== Segment start ==
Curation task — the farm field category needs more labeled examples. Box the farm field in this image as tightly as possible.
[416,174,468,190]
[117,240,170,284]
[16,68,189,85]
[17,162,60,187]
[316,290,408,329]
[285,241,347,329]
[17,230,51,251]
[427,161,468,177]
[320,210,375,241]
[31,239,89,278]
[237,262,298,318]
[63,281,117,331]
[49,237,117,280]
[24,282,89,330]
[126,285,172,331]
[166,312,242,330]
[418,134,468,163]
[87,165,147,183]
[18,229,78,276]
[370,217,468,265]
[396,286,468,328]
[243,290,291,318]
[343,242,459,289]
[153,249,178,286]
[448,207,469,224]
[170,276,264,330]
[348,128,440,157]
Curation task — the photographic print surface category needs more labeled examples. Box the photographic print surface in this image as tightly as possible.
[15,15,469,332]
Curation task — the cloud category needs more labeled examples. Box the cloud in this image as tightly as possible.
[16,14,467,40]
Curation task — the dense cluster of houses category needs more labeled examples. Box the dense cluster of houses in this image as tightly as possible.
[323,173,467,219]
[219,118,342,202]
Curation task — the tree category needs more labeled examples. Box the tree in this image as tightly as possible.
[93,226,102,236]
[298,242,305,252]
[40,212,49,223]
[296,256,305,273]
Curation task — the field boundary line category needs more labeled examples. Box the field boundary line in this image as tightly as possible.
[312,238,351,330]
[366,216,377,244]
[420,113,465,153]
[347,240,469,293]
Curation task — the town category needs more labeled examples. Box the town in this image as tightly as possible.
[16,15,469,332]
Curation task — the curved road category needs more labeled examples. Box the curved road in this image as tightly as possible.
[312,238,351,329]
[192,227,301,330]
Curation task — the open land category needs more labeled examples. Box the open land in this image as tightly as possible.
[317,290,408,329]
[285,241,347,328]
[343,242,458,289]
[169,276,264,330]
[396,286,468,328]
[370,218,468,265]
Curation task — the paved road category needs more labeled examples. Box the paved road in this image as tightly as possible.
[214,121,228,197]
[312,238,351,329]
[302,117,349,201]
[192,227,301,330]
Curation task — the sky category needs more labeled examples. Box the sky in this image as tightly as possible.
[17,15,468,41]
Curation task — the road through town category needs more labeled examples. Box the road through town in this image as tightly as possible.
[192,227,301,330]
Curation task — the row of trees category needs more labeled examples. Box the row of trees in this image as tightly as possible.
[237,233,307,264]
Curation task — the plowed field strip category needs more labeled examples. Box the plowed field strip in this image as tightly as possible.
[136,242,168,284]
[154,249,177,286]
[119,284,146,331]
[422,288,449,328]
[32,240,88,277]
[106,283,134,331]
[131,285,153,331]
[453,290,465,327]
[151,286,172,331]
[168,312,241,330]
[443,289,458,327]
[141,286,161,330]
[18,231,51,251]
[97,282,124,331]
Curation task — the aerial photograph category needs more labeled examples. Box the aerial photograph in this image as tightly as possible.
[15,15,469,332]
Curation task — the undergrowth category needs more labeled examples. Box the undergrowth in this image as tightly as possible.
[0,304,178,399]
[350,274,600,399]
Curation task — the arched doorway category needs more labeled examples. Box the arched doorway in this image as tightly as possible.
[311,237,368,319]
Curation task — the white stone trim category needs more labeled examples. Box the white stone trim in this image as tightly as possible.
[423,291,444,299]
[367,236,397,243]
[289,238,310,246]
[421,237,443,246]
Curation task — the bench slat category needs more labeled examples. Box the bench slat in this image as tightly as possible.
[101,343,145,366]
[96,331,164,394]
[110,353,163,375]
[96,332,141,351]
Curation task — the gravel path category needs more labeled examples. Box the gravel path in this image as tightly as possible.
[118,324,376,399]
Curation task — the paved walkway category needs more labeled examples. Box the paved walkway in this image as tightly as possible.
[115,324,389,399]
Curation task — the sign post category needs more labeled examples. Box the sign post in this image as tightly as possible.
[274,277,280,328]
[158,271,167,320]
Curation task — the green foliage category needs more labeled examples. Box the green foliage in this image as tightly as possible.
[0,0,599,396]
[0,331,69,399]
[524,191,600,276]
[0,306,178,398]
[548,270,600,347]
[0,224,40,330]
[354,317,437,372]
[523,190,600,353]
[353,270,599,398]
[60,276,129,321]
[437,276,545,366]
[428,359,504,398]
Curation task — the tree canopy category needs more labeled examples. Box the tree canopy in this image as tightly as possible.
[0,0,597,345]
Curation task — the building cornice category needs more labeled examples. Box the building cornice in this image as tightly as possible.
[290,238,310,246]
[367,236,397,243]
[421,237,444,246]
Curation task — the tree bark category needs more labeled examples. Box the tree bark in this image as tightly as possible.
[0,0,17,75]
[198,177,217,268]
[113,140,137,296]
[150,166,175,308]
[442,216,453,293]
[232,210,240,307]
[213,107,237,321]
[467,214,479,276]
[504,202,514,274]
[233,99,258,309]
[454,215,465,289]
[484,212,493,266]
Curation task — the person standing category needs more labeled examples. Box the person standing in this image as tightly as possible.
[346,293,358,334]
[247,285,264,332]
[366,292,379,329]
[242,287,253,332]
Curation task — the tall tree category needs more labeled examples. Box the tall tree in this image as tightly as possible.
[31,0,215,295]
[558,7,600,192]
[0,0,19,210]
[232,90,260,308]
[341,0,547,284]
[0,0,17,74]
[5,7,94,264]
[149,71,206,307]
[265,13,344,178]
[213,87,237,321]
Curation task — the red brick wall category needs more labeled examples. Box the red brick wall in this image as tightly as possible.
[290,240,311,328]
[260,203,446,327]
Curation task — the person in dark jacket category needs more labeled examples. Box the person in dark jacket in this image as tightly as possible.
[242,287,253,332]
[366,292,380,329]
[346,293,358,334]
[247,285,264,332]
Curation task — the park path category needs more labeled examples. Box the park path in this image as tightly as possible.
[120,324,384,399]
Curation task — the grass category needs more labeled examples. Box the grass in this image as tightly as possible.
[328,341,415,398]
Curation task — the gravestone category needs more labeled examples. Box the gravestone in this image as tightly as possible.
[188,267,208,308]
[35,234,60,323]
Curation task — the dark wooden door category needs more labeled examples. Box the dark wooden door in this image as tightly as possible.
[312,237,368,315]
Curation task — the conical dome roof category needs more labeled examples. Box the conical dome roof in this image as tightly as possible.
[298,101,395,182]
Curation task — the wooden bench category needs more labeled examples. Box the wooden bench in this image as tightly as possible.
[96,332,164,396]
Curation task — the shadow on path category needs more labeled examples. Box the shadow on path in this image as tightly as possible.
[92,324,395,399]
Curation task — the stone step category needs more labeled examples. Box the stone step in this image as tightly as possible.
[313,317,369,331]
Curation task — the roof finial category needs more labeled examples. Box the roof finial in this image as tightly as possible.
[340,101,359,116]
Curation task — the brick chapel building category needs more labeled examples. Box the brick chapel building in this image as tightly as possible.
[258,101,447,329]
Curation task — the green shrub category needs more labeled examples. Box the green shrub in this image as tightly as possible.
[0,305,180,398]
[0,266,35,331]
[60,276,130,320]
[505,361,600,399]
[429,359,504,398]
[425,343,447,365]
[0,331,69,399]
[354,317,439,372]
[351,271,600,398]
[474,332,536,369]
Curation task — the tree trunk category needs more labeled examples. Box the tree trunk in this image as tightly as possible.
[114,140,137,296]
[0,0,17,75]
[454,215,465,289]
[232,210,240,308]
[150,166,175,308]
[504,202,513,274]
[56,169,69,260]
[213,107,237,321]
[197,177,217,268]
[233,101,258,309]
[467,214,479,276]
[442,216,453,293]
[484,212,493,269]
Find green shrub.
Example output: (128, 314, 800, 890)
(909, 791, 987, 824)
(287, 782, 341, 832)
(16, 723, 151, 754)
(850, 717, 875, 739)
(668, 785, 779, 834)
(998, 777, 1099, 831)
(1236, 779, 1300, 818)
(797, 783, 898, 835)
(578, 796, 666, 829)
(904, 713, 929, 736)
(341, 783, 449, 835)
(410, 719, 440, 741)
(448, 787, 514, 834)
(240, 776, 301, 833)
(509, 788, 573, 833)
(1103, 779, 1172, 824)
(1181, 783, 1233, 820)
== Segment end ==
Take exactly the lines from the one containing "Curation task — the tree trunk" through the one containing "Find green shrub." in the data above, and output them with nothing added.

[TASK ANSWER]
Curation task — the tree trunk category needs more labeled examples. Box the tree trunk in this image as tightly as possible.
[114,140,137,296]
[0,0,17,75]
[454,215,465,289]
[232,210,240,308]
[150,166,175,308]
[504,202,513,274]
[56,169,69,260]
[213,107,237,321]
[197,177,217,268]
[233,101,258,309]
[467,214,479,276]
[442,216,453,293]
[484,212,493,269]
Find green shrub.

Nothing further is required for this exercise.